_ТЕКСТ ПИСЬМА_.
╔══

15 февраля 1939 г. я был вызван комиссаром Гоглидзе[254]
, который заявил, что все мои показания – ложь и клевета, что я сижу ни за что. В апреле 1939 г. был написан новым следователем Ивановым[255] отрицательный протокол, и было закончено следствие. И сейчас я сижу и жду решения Особого совещания. Сколько и куда? Два года в тюрьме и предстоящий лагерь. За что? Кому и зачем все это нужно? Заплевали, затоптали в грязь, украли честное имя, исключили из партии как врага народа, оторвали от работы, от семьи, от любимых детей. И все ни за что. С 1919 года воспитывался и работал в комсомоле, с 1929 года – в партии, 15 лет – пропагандист, 10 лет самоотверженно работал в КРО и ИНО ОГПУ – НКВД, из них почти 3 года работал за границей, где угробил свое здоровье. Никогда не был в оппозициях. В 1923 – 1924 гг. был затравлен троцкистами на рабфаке в Москве, ушел добровольцем во флот, где боролся в 1925 – 1926 гг. с зиновьевцами. Разоблачил как зиновьевца-троцкиста секретаря ЦК ВЛКСМ Цейтлина и др., написав об ихней подрывной работе письмо в ЦК ВЛКСМ. Это письмо зачитывалось в ЦК ВКП(б) и известно было Сталину. Я не враг народа, не контрреволюционер, а честный и идейный большевик и готов это доказать на любой работе. НКВД имеет возможность проверить меня, дав мне любое задание с верным риском для жизни. О контрреволюционной деятельности братьев я ничего не знаю. Чаплина знал как сталинца. Если мне нет веры, то уничтожьте меня, но я не желаю ни за что сидеть в тюрьме и в лагерях. Требую возвращения к радостной жизни и кипучей деятельности. Другая жизнь мне не нужна.з/к С. Чаплин
Письмо написано в ленинградских «Крестах» 29 июля 1939 года и впервые опубликовано в газете «Ленинградская правда» через полвека, 12 августа 1989 года.

╚══

_ФРАГМЕНТЫ ЗАПИСЕЙ_.
╔══

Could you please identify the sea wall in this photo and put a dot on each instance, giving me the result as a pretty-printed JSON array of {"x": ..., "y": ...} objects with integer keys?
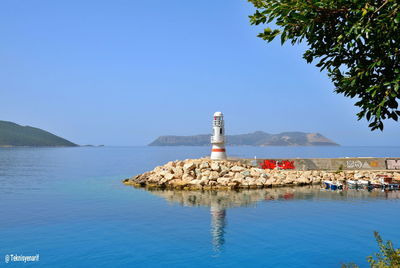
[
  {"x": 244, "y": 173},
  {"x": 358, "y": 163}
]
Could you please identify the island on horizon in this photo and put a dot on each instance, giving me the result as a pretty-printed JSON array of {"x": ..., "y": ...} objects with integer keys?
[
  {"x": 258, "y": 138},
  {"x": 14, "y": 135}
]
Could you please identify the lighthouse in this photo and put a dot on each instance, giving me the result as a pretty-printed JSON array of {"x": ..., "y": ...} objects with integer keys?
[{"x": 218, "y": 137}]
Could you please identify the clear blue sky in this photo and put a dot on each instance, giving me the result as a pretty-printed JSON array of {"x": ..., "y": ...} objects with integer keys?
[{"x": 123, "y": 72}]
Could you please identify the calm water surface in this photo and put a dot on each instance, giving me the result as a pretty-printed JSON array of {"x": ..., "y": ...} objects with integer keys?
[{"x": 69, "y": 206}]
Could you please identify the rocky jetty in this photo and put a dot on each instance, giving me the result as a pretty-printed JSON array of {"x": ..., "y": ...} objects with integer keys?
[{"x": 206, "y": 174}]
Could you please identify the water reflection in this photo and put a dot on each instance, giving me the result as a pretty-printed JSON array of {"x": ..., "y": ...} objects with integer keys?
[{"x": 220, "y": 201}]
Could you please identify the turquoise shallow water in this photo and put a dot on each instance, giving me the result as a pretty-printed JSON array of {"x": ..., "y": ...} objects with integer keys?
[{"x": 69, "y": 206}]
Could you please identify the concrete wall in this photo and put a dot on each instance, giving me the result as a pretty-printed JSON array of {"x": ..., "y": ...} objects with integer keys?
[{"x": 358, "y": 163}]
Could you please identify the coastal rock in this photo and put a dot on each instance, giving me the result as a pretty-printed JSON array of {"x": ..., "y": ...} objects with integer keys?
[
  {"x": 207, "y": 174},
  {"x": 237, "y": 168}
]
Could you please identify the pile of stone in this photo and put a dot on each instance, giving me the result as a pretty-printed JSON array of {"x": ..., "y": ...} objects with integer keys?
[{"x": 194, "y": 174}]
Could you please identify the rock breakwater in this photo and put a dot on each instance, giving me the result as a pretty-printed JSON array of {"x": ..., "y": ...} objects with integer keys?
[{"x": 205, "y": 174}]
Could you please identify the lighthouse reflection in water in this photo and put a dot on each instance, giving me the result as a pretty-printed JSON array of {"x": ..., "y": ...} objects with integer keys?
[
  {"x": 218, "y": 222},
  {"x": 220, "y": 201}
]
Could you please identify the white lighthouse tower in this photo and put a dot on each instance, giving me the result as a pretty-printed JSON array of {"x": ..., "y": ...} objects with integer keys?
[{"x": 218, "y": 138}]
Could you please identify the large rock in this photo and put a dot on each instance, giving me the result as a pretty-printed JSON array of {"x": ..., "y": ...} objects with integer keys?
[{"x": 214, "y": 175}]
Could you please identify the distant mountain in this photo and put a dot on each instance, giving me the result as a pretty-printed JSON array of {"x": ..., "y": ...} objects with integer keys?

╚══

_ЗАДАНИЕ_.
Перескажите письмо в двух предложениях.

_РЕШЕНИЕ_.
Заключённый С. Чаплин пишет, что в феврале 1939 года комиссар Гоглидзе назвал все его показания ложью и клеветой, в апреле следствие было закончено, и теперь он ждёт решения Особого совещания, считая, что сидит ни за что. Перечисляя свою работу в комсомоле, партии и ОГПУ – НКВД и борьбу с троцкистами и зиновьевцами, он называет себя честным большевиком, а не врагом народа, предлагает проверить его любым опасным заданием и требует вернуть его к радостной жизни и кипучей деятельности.